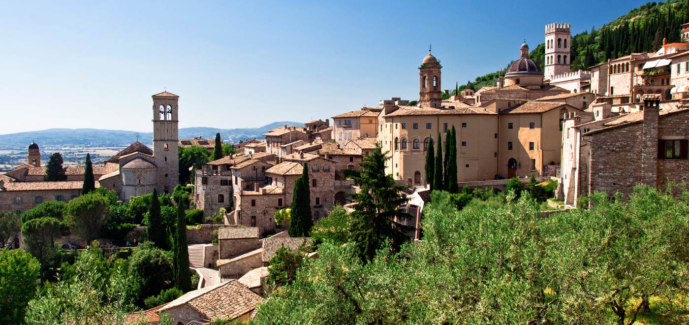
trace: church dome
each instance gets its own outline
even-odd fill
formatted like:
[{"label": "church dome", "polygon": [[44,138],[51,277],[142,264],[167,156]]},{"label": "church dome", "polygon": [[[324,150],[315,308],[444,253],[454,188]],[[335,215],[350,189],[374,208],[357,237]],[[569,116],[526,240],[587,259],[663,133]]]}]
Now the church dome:
[{"label": "church dome", "polygon": [[438,66],[438,59],[431,54],[431,51],[429,51],[429,55],[424,58],[423,64],[426,66]]}]

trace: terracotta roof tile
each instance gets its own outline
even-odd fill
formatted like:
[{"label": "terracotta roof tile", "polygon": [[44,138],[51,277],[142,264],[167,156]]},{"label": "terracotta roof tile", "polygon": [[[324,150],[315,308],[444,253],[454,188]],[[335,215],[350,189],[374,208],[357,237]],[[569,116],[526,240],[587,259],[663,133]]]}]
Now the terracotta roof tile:
[{"label": "terracotta roof tile", "polygon": [[218,239],[258,238],[258,227],[221,228],[218,229]]},{"label": "terracotta roof tile", "polygon": [[542,113],[566,105],[563,103],[548,101],[526,101],[521,105],[503,110],[500,114],[534,114]]},{"label": "terracotta roof tile", "polygon": [[282,247],[296,250],[300,247],[311,245],[311,237],[298,238],[266,238],[263,239],[263,253],[261,262],[269,262],[275,256],[275,252]]}]

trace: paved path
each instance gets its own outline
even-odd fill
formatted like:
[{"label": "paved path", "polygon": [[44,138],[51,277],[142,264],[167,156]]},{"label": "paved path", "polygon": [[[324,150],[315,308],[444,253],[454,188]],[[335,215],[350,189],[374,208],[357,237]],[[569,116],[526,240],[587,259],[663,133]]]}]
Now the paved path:
[{"label": "paved path", "polygon": [[196,268],[198,272],[203,275],[203,278],[206,279],[204,287],[211,286],[220,283],[220,275],[217,268]]}]

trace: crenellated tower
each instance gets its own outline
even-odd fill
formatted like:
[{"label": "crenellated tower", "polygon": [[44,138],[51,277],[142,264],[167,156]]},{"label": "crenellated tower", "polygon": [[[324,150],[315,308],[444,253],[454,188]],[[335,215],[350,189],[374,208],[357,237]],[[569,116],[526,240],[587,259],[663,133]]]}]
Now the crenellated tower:
[{"label": "crenellated tower", "polygon": [[572,33],[568,23],[546,25],[546,79],[570,72],[570,46]]},{"label": "crenellated tower", "polygon": [[442,91],[440,90],[440,69],[442,66],[435,57],[431,54],[424,58],[419,67],[419,106],[442,107]]},{"label": "crenellated tower", "polygon": [[164,91],[153,97],[153,156],[156,167],[156,189],[172,193],[179,184],[178,165],[178,101],[179,96]]}]

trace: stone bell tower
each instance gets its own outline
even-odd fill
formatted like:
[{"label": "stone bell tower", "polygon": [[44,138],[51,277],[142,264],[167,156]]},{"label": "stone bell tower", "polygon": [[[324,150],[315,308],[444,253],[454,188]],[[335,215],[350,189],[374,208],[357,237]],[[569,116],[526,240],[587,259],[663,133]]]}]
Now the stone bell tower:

What to work on. Transcribe the entries above verbatim, omitting their pictures.

Written solution.
trace: church dome
each instance gets its own outline
even-odd fill
formatted like:
[{"label": "church dome", "polygon": [[44,138],[51,277],[142,264],[167,156]]},{"label": "church dome", "polygon": [[[324,150],[315,308],[444,253],[454,188]],[[335,215],[350,189],[374,208],[357,237]],[[569,116],[526,240],[587,259],[663,133]]]}]
Now the church dome:
[{"label": "church dome", "polygon": [[438,66],[438,59],[431,54],[431,51],[429,51],[429,55],[424,58],[423,64],[426,66]]}]

trace: terracotta roof tile
each instance gets its own outline
even-odd fill
formatted like:
[{"label": "terracotta roof tile", "polygon": [[44,138],[51,277],[142,264],[167,156]]},{"label": "terracotta roof tile", "polygon": [[[324,150],[315,308],[444,253],[454,188]],[[335,215],[350,189],[374,208],[357,237]],[[569,116],[526,240],[587,259],[663,133]]]}]
Now the terracotta roof tile:
[{"label": "terracotta roof tile", "polygon": [[218,239],[258,238],[258,227],[221,228],[218,229]]},{"label": "terracotta roof tile", "polygon": [[542,113],[566,105],[563,103],[548,101],[526,101],[521,105],[503,110],[500,114],[534,114]]},{"label": "terracotta roof tile", "polygon": [[282,247],[296,250],[300,247],[311,245],[311,237],[298,238],[266,238],[263,239],[263,253],[261,262],[269,262],[275,256],[275,252]]}]

trace: paved path
each instance gets its own outline
even-odd fill
formatted like:
[{"label": "paved path", "polygon": [[44,138],[51,277],[142,264],[167,156]]},{"label": "paved path", "polygon": [[[324,150],[315,308],[444,253],[454,188]],[[335,215],[350,189],[374,208],[357,237]],[[569,116],[526,240],[587,259],[663,133]]]}]
Now the paved path:
[{"label": "paved path", "polygon": [[196,268],[198,272],[203,275],[203,278],[206,279],[204,287],[211,286],[220,283],[220,275],[217,268]]}]

trace: crenellated tower
each instance gets its own outline
even-odd fill
formatted like:
[{"label": "crenellated tower", "polygon": [[44,138],[51,277],[142,264],[167,156]]},{"label": "crenellated tower", "polygon": [[[324,150],[315,308],[444,253],[454,188]],[[335,215],[350,189],[374,208],[357,237]],[[569,116],[526,240],[587,259],[663,133]]]}]
Now the crenellated tower:
[{"label": "crenellated tower", "polygon": [[572,33],[568,23],[546,25],[546,79],[570,72],[570,46]]},{"label": "crenellated tower", "polygon": [[442,91],[440,90],[440,69],[442,66],[435,57],[431,54],[424,58],[419,67],[419,106],[442,107]]},{"label": "crenellated tower", "polygon": [[164,91],[153,97],[153,156],[156,167],[156,189],[172,193],[179,184],[178,165],[178,101],[179,96]]}]

trace: stone bell tower
each instance gets its own outline
even-odd fill
formatted like:
[{"label": "stone bell tower", "polygon": [[44,138],[51,277],[142,264],[167,156]]},{"label": "stone bell tower", "polygon": [[[324,150],[315,308],[444,253],[454,188]],[[335,215],[350,189],[374,208],[357,237]],[[569,116],[526,240],[587,259],[663,133]]]}]
Now the stone bell tower:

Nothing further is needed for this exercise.